* [Task goal]
Please convert the records below into a JSON list of strings, one string for each line, with blank lines omitted. Leave the pictures out of your answer.

* [Supplied records]
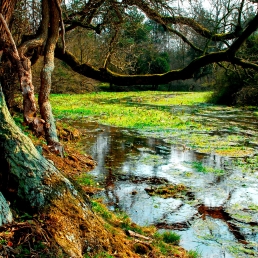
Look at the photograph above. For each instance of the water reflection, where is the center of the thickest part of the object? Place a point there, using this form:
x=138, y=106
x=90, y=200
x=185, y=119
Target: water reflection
x=127, y=164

* [Task solution]
[
  "Look at the photograph above. For each instance of the water reflection, where is the center of the thickest part of the object? Place a point there, using this form:",
  "x=138, y=106",
  "x=90, y=200",
  "x=185, y=119",
  "Target: water reflection",
  "x=127, y=164"
]